_PAGE EXTRACT_
= = = = = = =

No changes to NK cell markers or levels of NK cells were observed during the initial 8 weeks of extracorporeal therapy. After 1 week of treatment with low-dose IL-2, the NK cell population began to rise, with continuing increases observed through week 14 (Figure 7). Throughout the same time period, levels of CD56^bright NK cells increased, whereas levels of CD56^dim NK cells decreased. Compared with baseline values, expression of Ki-67 in CD56^bright NK cells increased and peaked during the first week of low-dose IL-2 treatment, followed by a return to baseline by week 14. A similar pattern was observed for the expression of NK cell activating receptors, including ILT-1, NKp30, and NKp46. The level of the inhibitory cell receptor NKG2A also increased in CD56^bright NK cells after administration of low-dose IL-2. These changes were not observed in CD56^dim NK cells, and CD56^dim cells were generally less affected by treatment with IL-2. Based on functional assays, the cytolytic activity of CD56^bright cells increased after low-dose IL-2 treatment compared with baseline and exceeded that of CD56^dim cells. 

References

1. Simonetta F, Alvarez M, Negrin RS. Natural killer cells in graft-versus-host-disease after allogeneic hematopoietic cell transplantation. Front Immunol. 2017;8:465.

2. Poli A, Michel T, Thérésine M, Andrès E, Hentges F, Zimmer J. CD56bright natural killer (NK) cells: an important NK cell subset. Immunology. 2009;126(4):458-465.

3. Hirakawa M, Matos TR, Liu H, et al. Low-dose IL-2 selectively activates subsets of CD4⁺ Tregs and NK cells. JCI Insight. 2016;1(18):e89278.

4. Koreth J, Kim HT, Belizaire R, et al. Extra-corporeal photopheresis plus low-dose interleukin-2 for steroid-refractory chronic graft-vs.-host disease: efficacy, safety and immune correlates [ASH abstract 515]. Blood. 2017;130(suppl 1).

5. Kubo T, Romee R, Koreth J, et al. Low-dose interleukin-2 therapy enhances cytotoxicity of CD56^bright NK cells in patients with chronic GVHD [ASH abstract 606]. Blood. 2018;132(suppl 1).

 

Serial Biomarker Monitoring Early After HCT Identifies Different Risks for Relapse and Graft-Vs-Host Disease

A biomarker algorithm based on levels of ST2 and REG3α in blood samples taken on day 7 after hematopoietic SCT can identify patients who are at high risk vs low risk for lethal GVHD or nonrelapse mortality.¹ Patients identified as high risk were more likely to develop GVHD-related mortality (18% vs 4%; P<.001) and severe gastrointestinal GVHD (17% vs 8%; P<.001). A follow-up study evaluated whether sequential monitoring at 3 time points during the first 28 days after hematopoietic SCT could improve the accuracy of predicting which patients were most likely to experience GVHD.² The study included clinical data and research samples from 19 bone marrow transplant centers. The study included 702 patients in the training set and 906 in the validation set. Patients in the training set underwent hematopoietic SCT from January 1, 2006 through June 30, 2015, and patients in the validation set underwent hematopoietic SCT from July 1, 2015 through May 1, 2017. Patient serum samples were analyzed for levels of ST2 and REG3α up to 3 times, on days 7, 14, and 28, and/or at the onset of GVHD within the first 28 days after transplant. Patients who were categorized as high risk for the development of lethal GVHD at any time remained in that category for the duration of the study and were not retested.

= = = = = = =

_SUPPLIED RECORDS_
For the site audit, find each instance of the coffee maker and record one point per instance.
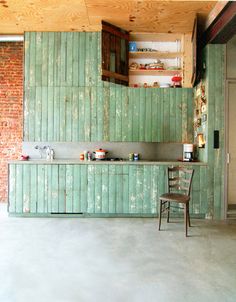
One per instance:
(187, 152)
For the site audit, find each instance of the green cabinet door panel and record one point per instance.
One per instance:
(118, 189)
(65, 99)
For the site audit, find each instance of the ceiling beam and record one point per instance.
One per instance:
(223, 28)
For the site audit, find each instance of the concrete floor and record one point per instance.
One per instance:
(121, 259)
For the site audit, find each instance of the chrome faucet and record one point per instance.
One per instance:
(49, 152)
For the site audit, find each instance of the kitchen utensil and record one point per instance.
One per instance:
(100, 154)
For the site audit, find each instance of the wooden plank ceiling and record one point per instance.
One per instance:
(18, 16)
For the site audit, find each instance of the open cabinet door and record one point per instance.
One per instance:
(115, 54)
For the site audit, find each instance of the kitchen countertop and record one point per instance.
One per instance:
(103, 162)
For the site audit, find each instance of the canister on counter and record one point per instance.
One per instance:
(89, 155)
(131, 156)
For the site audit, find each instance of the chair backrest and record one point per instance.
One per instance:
(180, 180)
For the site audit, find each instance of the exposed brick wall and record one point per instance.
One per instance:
(11, 108)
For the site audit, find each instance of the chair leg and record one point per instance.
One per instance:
(168, 212)
(189, 224)
(160, 212)
(186, 220)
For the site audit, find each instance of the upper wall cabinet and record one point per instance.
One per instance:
(115, 43)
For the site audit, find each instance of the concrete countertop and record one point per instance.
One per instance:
(102, 162)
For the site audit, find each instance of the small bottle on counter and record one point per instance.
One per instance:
(131, 156)
(89, 156)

= = = = = = =

_GOAL OF THE EXERCISE_
Answer these questions from the text on NK cells and GVHD biomarkers:
1. Which inhibitory receptor increased in CD56^bright NK cells after low-dose IL-2?
2. How many bone marrow transplant centers supplied clinical data and research samples for the follow-up study?
3. On which days after transplant were serum samples analyzed for ST2 and REG3α?

_WRITTEN ANSWER_
1. NKG2A
2. 19
3. Days 7, 14, and 28